SUPPLIED ENTRIES:
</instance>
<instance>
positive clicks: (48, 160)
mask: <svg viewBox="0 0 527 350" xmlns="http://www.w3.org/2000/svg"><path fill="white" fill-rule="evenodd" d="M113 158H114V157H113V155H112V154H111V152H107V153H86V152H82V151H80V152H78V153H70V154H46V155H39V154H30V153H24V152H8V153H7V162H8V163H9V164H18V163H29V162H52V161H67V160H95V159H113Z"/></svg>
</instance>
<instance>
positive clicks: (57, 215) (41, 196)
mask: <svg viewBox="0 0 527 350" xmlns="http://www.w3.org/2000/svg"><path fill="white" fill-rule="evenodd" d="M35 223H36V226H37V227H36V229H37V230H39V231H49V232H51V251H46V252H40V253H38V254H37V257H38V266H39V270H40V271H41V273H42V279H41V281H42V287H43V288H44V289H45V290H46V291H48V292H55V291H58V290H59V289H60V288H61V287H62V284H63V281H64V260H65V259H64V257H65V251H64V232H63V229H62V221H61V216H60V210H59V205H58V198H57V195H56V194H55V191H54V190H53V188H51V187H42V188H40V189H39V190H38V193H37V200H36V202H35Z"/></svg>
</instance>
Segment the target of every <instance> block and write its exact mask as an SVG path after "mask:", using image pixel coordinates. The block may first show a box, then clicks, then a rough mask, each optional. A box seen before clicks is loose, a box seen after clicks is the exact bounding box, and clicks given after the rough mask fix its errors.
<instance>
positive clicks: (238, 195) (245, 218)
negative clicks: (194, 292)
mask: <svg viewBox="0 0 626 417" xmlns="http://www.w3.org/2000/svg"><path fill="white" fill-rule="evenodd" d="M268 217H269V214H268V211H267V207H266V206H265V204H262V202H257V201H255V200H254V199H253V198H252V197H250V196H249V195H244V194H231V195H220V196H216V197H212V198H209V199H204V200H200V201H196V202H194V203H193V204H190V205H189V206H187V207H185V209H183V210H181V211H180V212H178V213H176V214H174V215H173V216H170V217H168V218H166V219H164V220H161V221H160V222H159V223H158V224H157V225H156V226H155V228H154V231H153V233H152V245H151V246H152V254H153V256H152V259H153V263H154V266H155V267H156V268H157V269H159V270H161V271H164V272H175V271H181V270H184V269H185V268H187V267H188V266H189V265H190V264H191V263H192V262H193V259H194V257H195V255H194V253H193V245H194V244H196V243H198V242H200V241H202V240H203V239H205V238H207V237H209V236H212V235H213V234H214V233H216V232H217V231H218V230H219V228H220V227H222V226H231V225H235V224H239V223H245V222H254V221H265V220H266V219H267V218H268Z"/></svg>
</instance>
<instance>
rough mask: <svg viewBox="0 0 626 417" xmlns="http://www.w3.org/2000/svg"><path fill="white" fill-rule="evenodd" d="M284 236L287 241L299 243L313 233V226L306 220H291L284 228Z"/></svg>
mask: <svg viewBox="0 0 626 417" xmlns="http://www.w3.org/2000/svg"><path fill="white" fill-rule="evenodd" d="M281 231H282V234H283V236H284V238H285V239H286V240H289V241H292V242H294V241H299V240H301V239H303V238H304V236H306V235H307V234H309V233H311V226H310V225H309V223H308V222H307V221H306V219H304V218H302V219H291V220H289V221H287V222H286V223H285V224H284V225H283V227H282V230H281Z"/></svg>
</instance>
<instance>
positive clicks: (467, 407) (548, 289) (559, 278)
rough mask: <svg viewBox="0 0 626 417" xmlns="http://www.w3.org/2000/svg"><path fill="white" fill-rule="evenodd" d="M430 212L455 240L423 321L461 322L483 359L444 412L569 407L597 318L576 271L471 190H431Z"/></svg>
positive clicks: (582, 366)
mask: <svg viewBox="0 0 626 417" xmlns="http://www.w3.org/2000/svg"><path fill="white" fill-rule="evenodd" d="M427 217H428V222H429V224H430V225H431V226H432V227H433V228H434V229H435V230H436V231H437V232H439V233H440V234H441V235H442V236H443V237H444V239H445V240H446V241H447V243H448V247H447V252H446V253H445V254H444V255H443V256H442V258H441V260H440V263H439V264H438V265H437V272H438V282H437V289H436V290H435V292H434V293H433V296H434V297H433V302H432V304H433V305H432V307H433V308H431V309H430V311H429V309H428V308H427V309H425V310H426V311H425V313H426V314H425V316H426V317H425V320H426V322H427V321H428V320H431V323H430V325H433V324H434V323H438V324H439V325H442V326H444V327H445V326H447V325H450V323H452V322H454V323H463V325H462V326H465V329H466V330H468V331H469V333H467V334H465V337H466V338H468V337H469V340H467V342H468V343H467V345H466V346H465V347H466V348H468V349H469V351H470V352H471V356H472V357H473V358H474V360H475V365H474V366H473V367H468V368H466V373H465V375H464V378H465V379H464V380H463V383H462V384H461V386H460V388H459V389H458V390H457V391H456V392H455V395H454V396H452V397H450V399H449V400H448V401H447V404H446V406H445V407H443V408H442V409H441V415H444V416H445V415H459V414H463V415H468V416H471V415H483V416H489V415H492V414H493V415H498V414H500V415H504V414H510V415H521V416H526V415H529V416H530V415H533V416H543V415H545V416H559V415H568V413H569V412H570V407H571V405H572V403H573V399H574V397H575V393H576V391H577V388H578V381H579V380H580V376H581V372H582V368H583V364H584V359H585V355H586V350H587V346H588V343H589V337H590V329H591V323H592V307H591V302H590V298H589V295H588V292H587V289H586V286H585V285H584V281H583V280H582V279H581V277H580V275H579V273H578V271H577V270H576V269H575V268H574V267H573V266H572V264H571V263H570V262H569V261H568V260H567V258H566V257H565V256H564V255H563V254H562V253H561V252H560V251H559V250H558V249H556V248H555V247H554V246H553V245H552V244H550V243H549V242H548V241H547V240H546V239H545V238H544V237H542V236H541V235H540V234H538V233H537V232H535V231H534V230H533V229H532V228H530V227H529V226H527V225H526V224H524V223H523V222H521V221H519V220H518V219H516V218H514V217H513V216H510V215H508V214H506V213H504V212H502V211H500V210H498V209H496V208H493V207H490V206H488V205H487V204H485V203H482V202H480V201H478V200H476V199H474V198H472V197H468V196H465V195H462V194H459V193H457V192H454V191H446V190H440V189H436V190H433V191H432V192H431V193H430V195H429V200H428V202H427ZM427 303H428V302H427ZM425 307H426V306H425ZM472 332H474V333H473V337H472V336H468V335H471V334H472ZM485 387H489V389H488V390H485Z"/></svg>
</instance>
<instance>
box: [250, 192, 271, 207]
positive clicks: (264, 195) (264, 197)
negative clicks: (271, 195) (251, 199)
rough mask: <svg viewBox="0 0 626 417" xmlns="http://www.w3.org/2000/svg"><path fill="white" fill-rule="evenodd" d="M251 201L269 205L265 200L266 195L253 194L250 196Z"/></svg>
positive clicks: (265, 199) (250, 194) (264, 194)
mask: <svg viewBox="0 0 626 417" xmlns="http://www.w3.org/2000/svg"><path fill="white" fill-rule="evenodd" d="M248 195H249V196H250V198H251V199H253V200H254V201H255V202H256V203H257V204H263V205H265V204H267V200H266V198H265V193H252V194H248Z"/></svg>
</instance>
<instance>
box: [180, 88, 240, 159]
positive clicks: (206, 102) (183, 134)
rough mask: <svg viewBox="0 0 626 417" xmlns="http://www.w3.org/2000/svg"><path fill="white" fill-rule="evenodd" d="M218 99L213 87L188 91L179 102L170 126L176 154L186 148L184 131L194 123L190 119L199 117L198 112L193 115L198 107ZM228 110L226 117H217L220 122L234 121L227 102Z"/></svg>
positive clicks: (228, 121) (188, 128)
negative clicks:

ACTIVITY: Write out the entries above once more, without altering anything.

EXPECTED ANSWER:
</instance>
<instance>
positive clicks: (48, 160)
mask: <svg viewBox="0 0 527 350" xmlns="http://www.w3.org/2000/svg"><path fill="white" fill-rule="evenodd" d="M113 158H114V157H113V155H112V154H111V152H107V153H86V152H82V151H80V152H78V153H70V154H46V155H39V154H30V153H24V152H8V153H7V162H8V163H9V164H18V163H29V162H52V161H67V160H95V159H113Z"/></svg>
</instance>
<instance>
positive clicks: (57, 215) (41, 196)
mask: <svg viewBox="0 0 527 350" xmlns="http://www.w3.org/2000/svg"><path fill="white" fill-rule="evenodd" d="M35 223H36V226H37V227H36V229H37V230H39V231H49V232H51V251H46V252H40V253H38V254H37V257H38V266H39V270H40V271H41V273H42V279H41V281H42V287H43V288H44V289H45V290H46V291H48V292H55V291H58V290H59V289H60V288H61V287H62V284H63V281H64V260H65V259H64V257H65V251H64V232H63V229H62V221H61V216H60V210H59V205H58V198H57V195H56V194H55V191H54V190H53V188H51V187H42V188H40V189H39V190H38V193H37V200H36V202H35Z"/></svg>
</instance>
Segment the target of every <instance> block and write its exact mask as an SVG path after "mask:", using image pixel coordinates. The block may first show a box, then clicks, then a rough mask, each optional. A box seen before clicks is loose, a box seen after clicks is the exact bounding box, and clicks given after the rough mask fix its errors.
<instance>
positive clicks: (238, 195) (245, 218)
negative clicks: (194, 292)
mask: <svg viewBox="0 0 626 417" xmlns="http://www.w3.org/2000/svg"><path fill="white" fill-rule="evenodd" d="M268 217H269V214H268V211H267V207H266V206H265V204H262V202H257V201H255V200H254V199H253V198H252V197H250V196H249V195H244V194H231V195H220V196H216V197H212V198H209V199H204V200H200V201H196V202H194V203H193V204H190V205H189V206H187V207H185V209H183V210H181V211H180V212H178V213H176V214H174V215H173V216H170V217H168V218H166V219H164V220H161V221H160V222H159V223H158V224H157V225H156V226H155V228H154V231H153V233H152V245H151V246H152V254H153V256H152V259H153V263H154V266H155V267H156V268H157V269H159V270H161V271H164V272H175V271H181V270H184V269H185V268H187V267H188V266H189V265H190V264H191V263H192V262H193V259H194V257H195V255H194V253H193V245H194V244H196V243H198V242H200V241H202V240H203V239H205V238H207V237H209V236H212V235H213V234H214V233H216V232H217V231H218V230H219V228H220V227H222V226H231V225H235V224H239V223H245V222H254V221H265V220H266V219H267V218H268Z"/></svg>
</instance>
<instance>
rough mask: <svg viewBox="0 0 626 417" xmlns="http://www.w3.org/2000/svg"><path fill="white" fill-rule="evenodd" d="M284 236L287 241L299 243L313 233V226L306 220H291L284 228Z"/></svg>
mask: <svg viewBox="0 0 626 417" xmlns="http://www.w3.org/2000/svg"><path fill="white" fill-rule="evenodd" d="M281 231H282V234H283V236H284V238H285V239H286V240H289V241H292V242H294V241H299V240H301V239H303V238H304V236H306V235H307V234H309V233H311V226H310V225H309V223H308V222H307V221H306V219H304V218H302V219H291V220H289V221H287V222H286V223H285V224H284V225H283V227H282V230H281Z"/></svg>
</instance>
<instance>
positive clicks: (467, 407) (548, 289) (559, 278)
rough mask: <svg viewBox="0 0 626 417" xmlns="http://www.w3.org/2000/svg"><path fill="white" fill-rule="evenodd" d="M430 212L455 240L423 321L461 322L483 359L444 412L569 407L597 318L576 271L471 190H431Z"/></svg>
positive clicks: (582, 366)
mask: <svg viewBox="0 0 626 417" xmlns="http://www.w3.org/2000/svg"><path fill="white" fill-rule="evenodd" d="M427 217H428V222H429V224H430V225H431V226H432V227H433V228H434V229H435V230H436V231H437V232H439V233H440V234H441V235H442V236H443V237H444V239H445V240H446V241H447V243H448V247H447V252H446V253H445V254H444V255H443V256H442V258H441V260H440V263H439V264H438V265H437V272H438V282H437V289H436V290H435V292H434V293H433V296H434V297H433V302H432V304H433V305H432V307H433V308H431V309H430V311H429V309H428V308H427V309H425V310H426V311H425V313H426V314H425V316H426V317H425V320H426V322H427V321H428V320H431V323H430V325H433V324H434V323H438V324H439V325H442V326H444V327H445V326H447V325H450V323H452V322H454V323H463V325H462V326H465V329H466V330H468V331H469V333H467V334H465V337H466V338H468V337H469V340H467V342H468V343H467V345H466V346H465V347H466V348H468V349H469V351H470V352H471V356H472V357H473V358H474V360H475V365H474V366H473V367H468V368H466V373H465V375H464V378H465V379H464V380H463V383H462V384H461V386H460V388H459V389H458V390H457V391H456V392H455V395H454V396H452V397H450V399H449V400H448V401H447V404H446V406H445V407H443V408H442V409H441V415H444V416H445V415H459V414H463V415H468V416H471V415H483V416H489V415H492V414H493V415H498V414H500V415H504V414H510V415H521V416H526V415H529V416H530V415H533V416H543V415H545V416H559V415H568V413H569V412H570V407H571V405H572V403H573V399H574V397H575V393H576V391H577V388H578V381H579V380H580V376H581V372H582V368H583V364H584V359H585V355H586V350H587V346H588V343H589V337H590V329H591V323H592V307H591V302H590V298H589V295H588V292H587V289H586V286H585V285H584V281H583V280H582V279H581V277H580V275H579V273H578V271H577V270H576V269H575V268H574V267H573V266H572V264H571V263H570V262H569V261H568V260H567V258H566V257H565V256H564V255H563V254H562V253H561V252H560V251H559V250H558V249H556V248H555V247H554V246H553V245H552V244H550V243H549V242H548V241H547V240H546V239H545V238H544V237H542V236H541V235H540V234H538V233H537V232H535V231H534V230H533V229H532V228H530V227H529V226H527V225H526V224H524V223H523V222H521V221H519V220H518V219H516V218H514V217H513V216H510V215H508V214H506V213H504V212H502V211H500V210H498V209H496V208H493V207H490V206H488V205H487V204H485V203H482V202H480V201H478V200H476V199H474V198H472V197H468V196H465V195H462V194H459V193H457V192H454V191H446V190H440V189H436V190H433V191H432V192H431V193H430V195H429V200H428V202H427ZM427 303H428V302H427ZM425 307H426V306H425ZM472 332H474V333H473V337H472V336H468V335H471V334H472ZM485 387H489V389H488V390H485Z"/></svg>
</instance>
<instance>
box: [250, 192, 271, 207]
positive clicks: (264, 195) (264, 197)
negative clicks: (271, 195) (251, 199)
rough mask: <svg viewBox="0 0 626 417" xmlns="http://www.w3.org/2000/svg"><path fill="white" fill-rule="evenodd" d="M251 201L269 205L265 200L266 195L253 194L250 196Z"/></svg>
positive clicks: (265, 199) (250, 194) (264, 194)
mask: <svg viewBox="0 0 626 417" xmlns="http://www.w3.org/2000/svg"><path fill="white" fill-rule="evenodd" d="M248 195H249V196H250V198H251V199H253V200H254V201H255V202H256V203H257V204H263V205H265V204H267V200H266V198H265V193H252V194H248Z"/></svg>
</instance>
<instance>
box: [180, 88, 240, 159]
positive clicks: (206, 102) (183, 134)
rough mask: <svg viewBox="0 0 626 417" xmlns="http://www.w3.org/2000/svg"><path fill="white" fill-rule="evenodd" d="M218 99L213 87L188 91L179 102L170 126L176 154L186 148L184 131L194 123L190 119L199 117L198 112L193 115L198 107ZM228 110L226 117H217L220 122L234 121L227 102Z"/></svg>
positive clicks: (228, 121) (188, 128)
negative clicks:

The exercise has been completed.